* _Provided passage_:
────────────────
# Solved: Novell Guru Needed.



## dant22185 (Oct 5, 2009)

Currently all my work computers run off a Novell Image. I am not the engineer, just the Help Desk guy. I was wondering if there was a way to fix this issue I have been having.

The issue is when I go to log into Novell. My ID is associated with two novell trees. One is my primary tree and the other is where I pull other various applications from. Randomly I noticed that when I type in my user id and password it started logging me into the wrong Novell tree (not my primary). The problem with that is now a lot of my drives and other network resources are not available because I did not log into that tree. However, if I log off I can manually reselect that tree and the context associated with the one I am supposed to be in. I can then enter my User ID an password and log in. The funny thing is if I do no go to the advanced option list and do this it will log me in incorrectly everytime. I can actually see it trying to change the tree / context too, just after I enter my user ID and hit tab to enter my password, it changes the Tree and Context as soon as I tab down. 

I have been looking at the NAL Cache folder on my machine. One built for the primary tree and one for the other. Only idea I can draw from this is it has cached information here and if I delete the cached information for the tree I do not need to log into maybe possibly it will restore my login process to the way it was supposed to be. I am however reluctant to do this. Any Ideas?


----------



## dant22185 (Oct 5, 2009)

bump


----------



## Squashman (Apr 4, 2003)

I haven't managed a Novell network in close to 6 years so I am really rusty.

Why do you have two trees? That is usually not best practice for a Network.

Are you using contextless login?

You probably would be better off posting on a dedicated Novell forum. That is where I always got all my help.
http://forums.novell.com/


----------



## dant22185 (Oct 5, 2009)

Cool thanks I will probably do that.


----------



## dant22185 (Oct 5, 2009)

Found an easy fix for this if anyone may be running into this issue as well. Simply need to change the primary Tree / Server in the 'Novell Client Configuration' under the 'LDAP Contextless Login' to be listed as the top items. Somehow mine on my machine defaulted to using the next step ones and I had to delete and re-add them. If you do not have access to these IPs / Tree it would be best to contact a server Admin for this info. Easy fix... I way over thought it.


----------
────────────────
* _Task to complete_: Copy the Novell login thread starting with "I haven't managed" and going on through "all my help.", renaming "Novell" to "NetWare" everywhere it occurs. The listing after this point has no connection to the Novell login thread.

* _Excerpted data_:
────────────────
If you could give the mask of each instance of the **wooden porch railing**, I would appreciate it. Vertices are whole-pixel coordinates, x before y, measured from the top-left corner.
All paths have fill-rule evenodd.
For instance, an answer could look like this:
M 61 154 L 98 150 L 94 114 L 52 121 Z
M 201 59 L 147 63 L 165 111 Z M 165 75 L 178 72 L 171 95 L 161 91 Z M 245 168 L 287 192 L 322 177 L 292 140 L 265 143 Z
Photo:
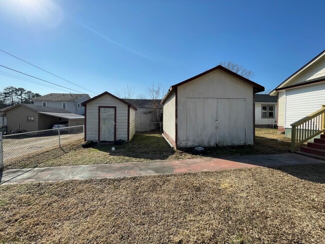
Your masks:
M 291 152 L 304 142 L 325 132 L 325 107 L 292 124 Z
────────────────
* _Exercise solution_:
I haven't managed a NetWare network in close to 6 years so I am really rusty.

Why do you have two trees? That is usually not best practice for a Network.

Are you using contextless login?

You probably would be better off posting on a dedicated NetWare forum. That is where I always got all my help.